[Dataset items]
# # # # # # #
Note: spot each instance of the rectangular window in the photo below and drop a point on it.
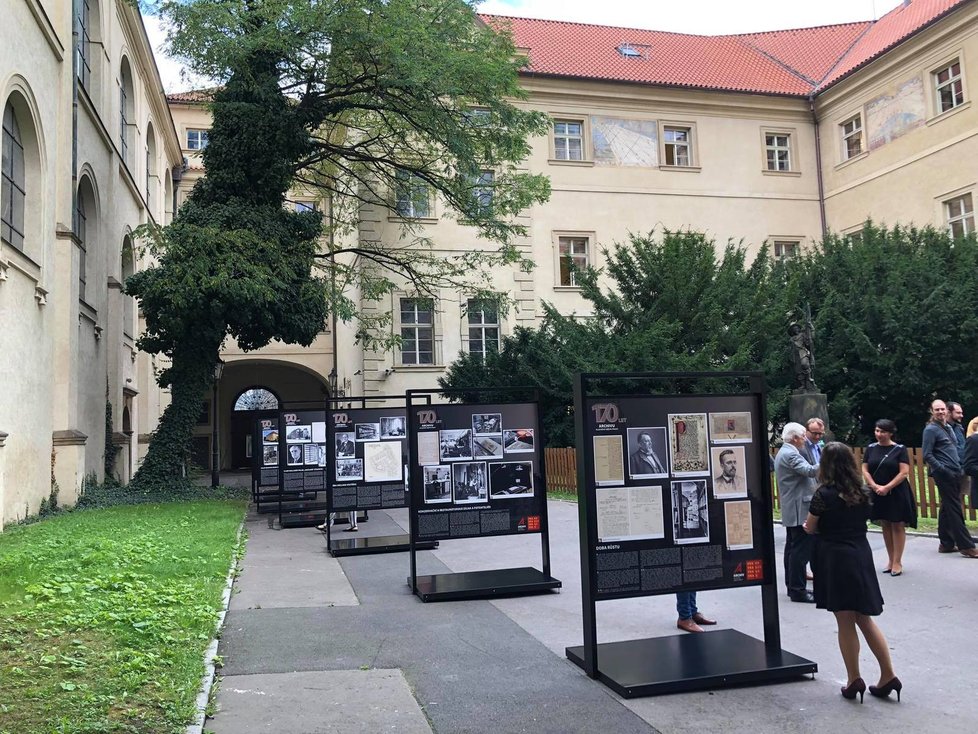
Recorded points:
(573, 253)
(948, 86)
(482, 315)
(417, 331)
(959, 214)
(678, 146)
(412, 196)
(852, 137)
(196, 139)
(785, 249)
(568, 140)
(778, 151)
# # # # # # #
> [Exercise]
Turn every line of the records into a Markdown table with the columns "Row" and "Line," numbering the rows and skipping blank lines. Omit the pictures.

> [Solution to the exercise]
| Row | Line |
|---|---|
| 1 | Note: spot each instance of the rectangular window in the photo below and drop a point on it. |
| 2 | Recorded points: |
| 3 | (573, 253) |
| 4 | (948, 86) |
| 5 | (482, 315) |
| 6 | (417, 331) |
| 7 | (959, 214) |
| 8 | (678, 146) |
| 9 | (412, 196) |
| 10 | (852, 137) |
| 11 | (196, 139) |
| 12 | (785, 249) |
| 13 | (568, 140) |
| 14 | (778, 151) |